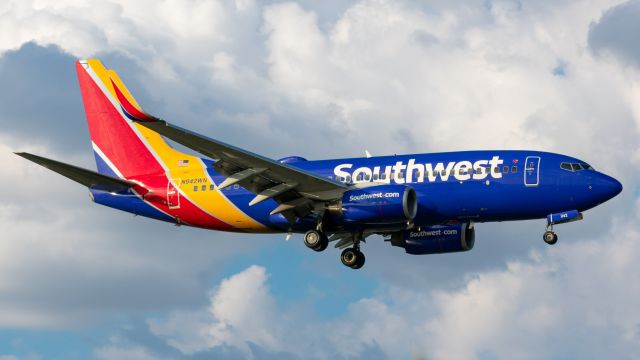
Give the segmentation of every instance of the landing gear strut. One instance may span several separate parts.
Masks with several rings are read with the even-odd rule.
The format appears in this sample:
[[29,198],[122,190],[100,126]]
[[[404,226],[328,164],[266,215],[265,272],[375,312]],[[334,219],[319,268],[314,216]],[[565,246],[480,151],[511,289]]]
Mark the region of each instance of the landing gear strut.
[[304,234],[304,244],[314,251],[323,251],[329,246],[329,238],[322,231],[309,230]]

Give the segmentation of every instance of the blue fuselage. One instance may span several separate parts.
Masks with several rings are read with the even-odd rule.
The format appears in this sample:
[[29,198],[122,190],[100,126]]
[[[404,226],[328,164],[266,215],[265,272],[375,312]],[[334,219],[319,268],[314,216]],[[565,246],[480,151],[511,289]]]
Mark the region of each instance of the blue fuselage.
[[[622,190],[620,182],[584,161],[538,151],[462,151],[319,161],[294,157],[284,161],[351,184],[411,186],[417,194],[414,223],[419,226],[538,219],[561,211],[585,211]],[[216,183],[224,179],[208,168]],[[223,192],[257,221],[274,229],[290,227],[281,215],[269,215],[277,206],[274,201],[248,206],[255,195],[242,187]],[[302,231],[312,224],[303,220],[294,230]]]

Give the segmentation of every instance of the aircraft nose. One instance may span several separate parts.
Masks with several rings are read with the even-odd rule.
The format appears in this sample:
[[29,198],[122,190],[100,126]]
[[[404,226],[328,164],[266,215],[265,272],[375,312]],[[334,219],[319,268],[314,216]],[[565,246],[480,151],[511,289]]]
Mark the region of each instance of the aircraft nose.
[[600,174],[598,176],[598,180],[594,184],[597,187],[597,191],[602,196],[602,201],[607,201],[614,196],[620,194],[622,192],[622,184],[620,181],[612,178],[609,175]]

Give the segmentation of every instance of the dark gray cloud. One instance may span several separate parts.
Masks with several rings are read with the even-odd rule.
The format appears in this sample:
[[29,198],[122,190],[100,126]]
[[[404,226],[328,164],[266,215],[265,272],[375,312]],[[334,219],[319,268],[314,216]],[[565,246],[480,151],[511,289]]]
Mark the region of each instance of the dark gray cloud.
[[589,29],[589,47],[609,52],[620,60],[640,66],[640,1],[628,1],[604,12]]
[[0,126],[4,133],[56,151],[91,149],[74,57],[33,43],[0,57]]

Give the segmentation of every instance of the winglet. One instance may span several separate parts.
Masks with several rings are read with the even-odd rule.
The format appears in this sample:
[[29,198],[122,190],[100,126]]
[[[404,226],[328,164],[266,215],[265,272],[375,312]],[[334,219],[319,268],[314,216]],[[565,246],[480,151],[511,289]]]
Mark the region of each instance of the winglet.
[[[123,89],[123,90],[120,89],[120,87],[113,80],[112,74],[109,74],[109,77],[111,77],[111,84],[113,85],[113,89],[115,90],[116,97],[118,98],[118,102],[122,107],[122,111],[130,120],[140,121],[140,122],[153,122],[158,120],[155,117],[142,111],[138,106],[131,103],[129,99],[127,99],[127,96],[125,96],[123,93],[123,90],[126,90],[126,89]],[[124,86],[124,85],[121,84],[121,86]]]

+ + +

=== Problem statement ===
Output all the records, word for word, with no pictures in the copy.

=== Expected answer ===
Give the segmentation of every instance of the landing gear strut. One instance may span several separate parts.
Masks with several rings are read with the even-odd rule.
The format appears in this sample:
[[29,198],[122,190],[100,126]]
[[[404,226],[328,164],[266,215],[265,272],[375,312]],[[334,219],[319,268],[314,216]],[[565,246],[480,151],[511,289]]]
Mark the region of each instance of the landing gear strut.
[[304,234],[304,244],[314,251],[323,251],[329,246],[329,238],[322,231],[309,230]]

Give the segmentation of every instance of the blue fuselage. One instance may span several separate parts.
Masks with several rings are read with the even-odd rule.
The format appears in this sample:
[[29,198],[122,190],[100,126]]
[[[404,226],[328,164],[266,215],[265,272],[375,312]],[[334,219],[319,268],[314,216]],[[565,246],[480,151],[511,289]]]
Mark the region of each instance of the blue fuselage.
[[[622,190],[620,182],[584,161],[538,151],[462,151],[319,161],[294,157],[284,161],[351,184],[411,186],[417,194],[414,223],[419,226],[538,219],[561,211],[585,211]],[[216,183],[224,179],[208,168]],[[223,192],[257,221],[274,229],[290,227],[281,215],[269,215],[277,206],[274,201],[248,206],[255,195],[242,187]],[[302,231],[312,224],[303,220],[294,230]]]

Give the segmentation of every instance of the aircraft nose. One instance may span several separate parts.
Masks with several rings are read with the even-odd rule.
The format appears in this sample:
[[29,198],[122,190],[100,126]]
[[[404,226],[328,164],[266,215],[265,272],[375,312]],[[334,219],[319,268],[314,216]],[[565,246],[480,151],[511,289]]]
Mark the region of each instance of the aircraft nose.
[[600,174],[598,176],[598,180],[594,184],[597,187],[597,191],[602,196],[602,201],[607,201],[614,196],[620,194],[622,192],[622,184],[620,181],[612,178],[609,175]]

Give the segmentation of every instance of the dark gray cloud. One instance may span several separate parts.
Masks with several rings are read with the even-odd rule.
The format appears in this sample:
[[29,198],[122,190],[100,126]]
[[[404,226],[328,164],[266,215],[265,272],[375,312]],[[334,219],[319,268],[314,216]],[[565,246],[480,151],[511,289]]]
Mark the region of each instance of the dark gray cloud.
[[589,29],[589,47],[609,52],[620,60],[640,66],[640,1],[628,1],[604,12]]
[[0,126],[4,133],[56,151],[91,149],[74,57],[33,43],[0,57]]

Give the segmentation of every instance of the winglet. One instance may span several separate parts.
Masks with several rings are read with the even-odd rule.
The format appears in this sample:
[[29,198],[122,190],[100,126]]
[[[404,226],[328,164],[266,215],[265,272],[375,312]],[[334,219],[319,268],[314,216]],[[565,246],[480,151],[511,289]]]
Mark the region of each instance of the winglet.
[[[123,89],[123,90],[120,89],[120,87],[113,80],[112,74],[109,74],[109,77],[111,77],[111,84],[113,85],[113,89],[115,90],[116,97],[118,98],[118,102],[122,107],[122,111],[130,120],[140,121],[140,122],[153,122],[158,120],[155,117],[142,111],[138,106],[131,103],[129,99],[127,99],[127,96],[125,96],[123,93],[123,90],[126,90],[126,89]],[[124,86],[124,85],[121,84],[121,86]]]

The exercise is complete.